Region pointing data:
-=-=-
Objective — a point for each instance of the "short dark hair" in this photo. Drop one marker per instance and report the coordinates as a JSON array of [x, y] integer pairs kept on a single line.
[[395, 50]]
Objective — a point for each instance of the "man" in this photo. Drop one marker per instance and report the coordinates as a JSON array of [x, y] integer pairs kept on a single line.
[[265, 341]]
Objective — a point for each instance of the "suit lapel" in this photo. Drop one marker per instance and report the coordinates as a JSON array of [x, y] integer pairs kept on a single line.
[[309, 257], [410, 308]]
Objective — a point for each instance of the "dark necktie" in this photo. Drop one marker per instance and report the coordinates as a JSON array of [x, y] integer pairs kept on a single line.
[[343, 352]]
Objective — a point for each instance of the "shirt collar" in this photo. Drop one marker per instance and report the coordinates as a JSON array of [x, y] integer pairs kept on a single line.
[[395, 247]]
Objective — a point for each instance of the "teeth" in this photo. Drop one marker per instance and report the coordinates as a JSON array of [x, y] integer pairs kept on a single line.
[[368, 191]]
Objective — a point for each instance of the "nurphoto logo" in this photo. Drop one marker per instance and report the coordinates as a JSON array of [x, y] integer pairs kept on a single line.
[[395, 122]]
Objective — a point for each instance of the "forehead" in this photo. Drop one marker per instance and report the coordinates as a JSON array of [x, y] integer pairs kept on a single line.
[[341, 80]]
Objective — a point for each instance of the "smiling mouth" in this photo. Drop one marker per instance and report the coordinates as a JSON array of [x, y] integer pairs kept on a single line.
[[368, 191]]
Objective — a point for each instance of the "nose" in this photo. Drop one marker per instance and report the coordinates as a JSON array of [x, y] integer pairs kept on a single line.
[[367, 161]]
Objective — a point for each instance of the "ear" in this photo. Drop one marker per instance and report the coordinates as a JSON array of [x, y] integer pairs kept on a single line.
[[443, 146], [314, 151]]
-=-=-
What you are asked to do :: Your response must contain all of the records, copied exactly.

Response for this exercise ::
Objective — a point for each instance of the "short dark hair" in this photo. Drop one marker per instance and report the coordinates as a JSON array of [x, y] integer pairs kept on a single line.
[[395, 50]]
Objective — a point for each instance of the "man" in this photo. Drop one marker per instance and report the coordinates as a JSON array of [x, y] integer pairs kept on a single line.
[[265, 341]]
Objective — a point for each instance of the "suit lapel" in this photo. Drop one marker per instance and report the coordinates as a JSON array of [x, y] integer pairs kept on a single line.
[[309, 257], [410, 308]]
Objective — a point for each instance of the "dark necktie" in this photo. Drop one marker per instance and report the coordinates as a JSON array of [x, y] integer pairs kept on a single line.
[[343, 352]]
Objective — a point for each instance of the "shirt collar" in this photo. Drop one marker per instance and report the coordinates as a JSON array of [x, y] integer pairs kept on a single line.
[[395, 247]]
Objective — a point for each instance of the "teeth" in this photo. Drop one marker per instance and report the coordinates as a JSON array of [x, y] integer pairs kept on a single line.
[[368, 191]]
Objective — a point for each instance of the "nurphoto logo" in this photo. Drop one marker per instance and report the coordinates as a JSON array of [x, y] integer pairs kept on a single line.
[[395, 122]]
Objective — a point for each instance of the "forehead" in this photo. Drop one marker per instance and report the coordinates as a JSON array of [x, y] integer pairs kept on a single line.
[[341, 80]]
Objective — a point for each instance of the "smiling mouth" in this photo. Drop one marker per instance and report the coordinates as a JSON array of [x, y] integer pairs kept on a single line.
[[368, 191]]
Objective — a point for each instance of the "nose" in this photo. Drop one marker per instance and report the coordinates as a JSON array of [x, y] integer pairs kept on a single line.
[[367, 161]]
Objective — a point for each instance of the "ear" in this photo. Drop one marker per instance and report the coordinates as a JSON array of [x, y] integer pairs kept on a single line.
[[443, 146], [314, 151]]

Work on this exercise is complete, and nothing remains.